WHAT YOU WILL DO.
Scan the lines below for "positive" and copy the matches.

* * * * *

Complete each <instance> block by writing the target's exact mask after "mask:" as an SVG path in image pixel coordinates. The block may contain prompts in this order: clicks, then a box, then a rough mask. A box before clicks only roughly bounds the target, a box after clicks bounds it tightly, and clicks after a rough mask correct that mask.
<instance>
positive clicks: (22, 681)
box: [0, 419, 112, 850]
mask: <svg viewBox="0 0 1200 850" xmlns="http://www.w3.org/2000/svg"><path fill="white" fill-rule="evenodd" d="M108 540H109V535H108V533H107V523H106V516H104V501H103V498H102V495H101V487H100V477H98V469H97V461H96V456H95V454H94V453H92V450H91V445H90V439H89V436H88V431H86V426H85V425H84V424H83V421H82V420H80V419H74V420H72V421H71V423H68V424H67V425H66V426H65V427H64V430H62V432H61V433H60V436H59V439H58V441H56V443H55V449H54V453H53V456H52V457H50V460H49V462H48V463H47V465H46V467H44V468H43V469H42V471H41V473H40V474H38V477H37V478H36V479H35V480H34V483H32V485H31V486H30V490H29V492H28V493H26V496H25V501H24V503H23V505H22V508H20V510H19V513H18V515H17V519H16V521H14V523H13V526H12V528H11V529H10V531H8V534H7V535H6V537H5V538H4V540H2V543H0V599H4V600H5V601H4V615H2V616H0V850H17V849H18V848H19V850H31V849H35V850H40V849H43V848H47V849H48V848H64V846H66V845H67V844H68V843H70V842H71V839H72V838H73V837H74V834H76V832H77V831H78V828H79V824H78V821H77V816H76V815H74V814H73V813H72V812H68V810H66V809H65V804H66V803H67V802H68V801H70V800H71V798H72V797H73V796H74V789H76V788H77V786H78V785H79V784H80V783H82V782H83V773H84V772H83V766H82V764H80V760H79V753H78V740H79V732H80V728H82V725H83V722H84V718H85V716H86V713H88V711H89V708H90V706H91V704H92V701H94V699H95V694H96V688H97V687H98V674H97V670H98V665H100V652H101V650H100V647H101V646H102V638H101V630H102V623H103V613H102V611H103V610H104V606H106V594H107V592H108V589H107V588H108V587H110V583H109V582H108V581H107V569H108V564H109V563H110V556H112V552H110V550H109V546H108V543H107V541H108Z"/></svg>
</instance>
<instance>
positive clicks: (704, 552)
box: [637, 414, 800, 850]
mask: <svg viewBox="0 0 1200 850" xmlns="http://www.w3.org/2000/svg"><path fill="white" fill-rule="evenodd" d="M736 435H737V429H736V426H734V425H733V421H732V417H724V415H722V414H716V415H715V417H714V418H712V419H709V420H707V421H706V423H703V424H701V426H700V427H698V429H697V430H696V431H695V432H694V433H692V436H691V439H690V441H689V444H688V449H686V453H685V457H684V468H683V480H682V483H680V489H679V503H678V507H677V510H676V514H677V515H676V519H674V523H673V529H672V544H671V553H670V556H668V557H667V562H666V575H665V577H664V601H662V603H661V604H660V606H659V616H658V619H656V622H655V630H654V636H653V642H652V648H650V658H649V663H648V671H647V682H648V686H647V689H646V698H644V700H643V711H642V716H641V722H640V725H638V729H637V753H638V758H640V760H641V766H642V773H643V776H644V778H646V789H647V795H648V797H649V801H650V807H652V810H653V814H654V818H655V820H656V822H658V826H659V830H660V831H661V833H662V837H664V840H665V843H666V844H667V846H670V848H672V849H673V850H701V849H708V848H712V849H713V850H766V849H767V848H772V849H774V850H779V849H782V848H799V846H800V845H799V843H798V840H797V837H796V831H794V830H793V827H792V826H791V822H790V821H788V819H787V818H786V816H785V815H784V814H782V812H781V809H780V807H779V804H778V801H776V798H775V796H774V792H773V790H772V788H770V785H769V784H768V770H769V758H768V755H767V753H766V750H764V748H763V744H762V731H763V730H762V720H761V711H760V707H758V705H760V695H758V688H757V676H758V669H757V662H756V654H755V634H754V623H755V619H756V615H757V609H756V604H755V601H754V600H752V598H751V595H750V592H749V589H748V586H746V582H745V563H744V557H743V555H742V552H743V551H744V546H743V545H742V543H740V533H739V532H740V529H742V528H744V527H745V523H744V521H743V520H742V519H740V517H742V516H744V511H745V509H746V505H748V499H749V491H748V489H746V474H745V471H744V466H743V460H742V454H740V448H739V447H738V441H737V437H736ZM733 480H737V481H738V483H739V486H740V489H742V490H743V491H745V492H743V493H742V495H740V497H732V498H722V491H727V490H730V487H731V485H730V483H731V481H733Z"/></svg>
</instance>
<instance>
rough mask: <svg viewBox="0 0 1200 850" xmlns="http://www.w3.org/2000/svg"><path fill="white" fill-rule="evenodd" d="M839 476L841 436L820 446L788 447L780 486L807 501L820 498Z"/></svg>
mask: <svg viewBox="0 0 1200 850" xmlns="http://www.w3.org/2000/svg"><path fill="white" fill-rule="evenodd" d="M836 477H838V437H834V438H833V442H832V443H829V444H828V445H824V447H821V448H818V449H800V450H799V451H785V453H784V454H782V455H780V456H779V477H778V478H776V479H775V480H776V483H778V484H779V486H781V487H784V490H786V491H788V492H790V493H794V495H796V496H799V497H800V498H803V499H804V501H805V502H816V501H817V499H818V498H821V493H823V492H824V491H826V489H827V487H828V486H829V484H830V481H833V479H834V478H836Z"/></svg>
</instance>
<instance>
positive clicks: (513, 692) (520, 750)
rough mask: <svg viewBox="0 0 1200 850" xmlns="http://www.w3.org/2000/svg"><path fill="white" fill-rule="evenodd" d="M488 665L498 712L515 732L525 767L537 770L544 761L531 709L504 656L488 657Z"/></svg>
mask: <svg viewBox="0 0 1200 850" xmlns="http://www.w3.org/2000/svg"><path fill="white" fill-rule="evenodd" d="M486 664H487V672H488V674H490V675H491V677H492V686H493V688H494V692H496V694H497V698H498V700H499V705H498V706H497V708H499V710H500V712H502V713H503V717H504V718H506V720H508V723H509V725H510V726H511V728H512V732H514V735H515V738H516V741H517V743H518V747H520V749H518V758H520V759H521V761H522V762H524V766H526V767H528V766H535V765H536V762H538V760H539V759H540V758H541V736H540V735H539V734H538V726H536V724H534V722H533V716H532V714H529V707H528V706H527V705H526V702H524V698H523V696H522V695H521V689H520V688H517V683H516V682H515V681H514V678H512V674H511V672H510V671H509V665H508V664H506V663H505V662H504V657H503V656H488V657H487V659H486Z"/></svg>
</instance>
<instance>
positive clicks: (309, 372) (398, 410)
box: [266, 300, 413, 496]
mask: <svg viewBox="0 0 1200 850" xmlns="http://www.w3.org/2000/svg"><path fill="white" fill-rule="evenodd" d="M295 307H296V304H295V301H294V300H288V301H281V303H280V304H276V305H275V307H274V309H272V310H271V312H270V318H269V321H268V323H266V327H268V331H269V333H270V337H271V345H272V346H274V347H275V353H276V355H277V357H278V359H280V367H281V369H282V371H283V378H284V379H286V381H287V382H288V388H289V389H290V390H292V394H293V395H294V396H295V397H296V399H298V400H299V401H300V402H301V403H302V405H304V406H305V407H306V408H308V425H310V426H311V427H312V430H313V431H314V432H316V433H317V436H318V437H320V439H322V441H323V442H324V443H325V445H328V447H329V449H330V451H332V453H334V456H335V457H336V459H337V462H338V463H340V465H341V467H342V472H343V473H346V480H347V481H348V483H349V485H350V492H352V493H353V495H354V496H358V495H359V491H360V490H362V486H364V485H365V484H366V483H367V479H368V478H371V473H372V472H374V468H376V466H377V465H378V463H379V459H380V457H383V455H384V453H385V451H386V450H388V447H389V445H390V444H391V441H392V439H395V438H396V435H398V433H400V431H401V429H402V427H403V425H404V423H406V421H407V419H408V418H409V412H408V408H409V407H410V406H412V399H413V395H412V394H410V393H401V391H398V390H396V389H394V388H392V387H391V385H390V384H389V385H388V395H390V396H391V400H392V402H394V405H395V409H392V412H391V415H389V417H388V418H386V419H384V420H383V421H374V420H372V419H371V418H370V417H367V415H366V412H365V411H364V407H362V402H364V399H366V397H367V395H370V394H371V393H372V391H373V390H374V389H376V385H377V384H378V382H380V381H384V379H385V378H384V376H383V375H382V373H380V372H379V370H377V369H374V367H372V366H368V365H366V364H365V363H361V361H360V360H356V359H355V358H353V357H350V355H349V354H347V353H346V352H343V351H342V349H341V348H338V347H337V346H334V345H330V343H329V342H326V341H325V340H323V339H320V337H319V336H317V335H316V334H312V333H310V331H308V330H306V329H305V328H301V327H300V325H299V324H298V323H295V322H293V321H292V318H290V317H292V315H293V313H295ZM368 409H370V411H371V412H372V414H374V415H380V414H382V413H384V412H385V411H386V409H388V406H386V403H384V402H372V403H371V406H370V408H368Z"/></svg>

* * * * *

SOLUTION FOR THIS PROBLEM.
positive clicks: (22, 681)
positive clicks: (704, 552)
positive clicks: (513, 692) (520, 750)
positive clicks: (309, 372) (398, 410)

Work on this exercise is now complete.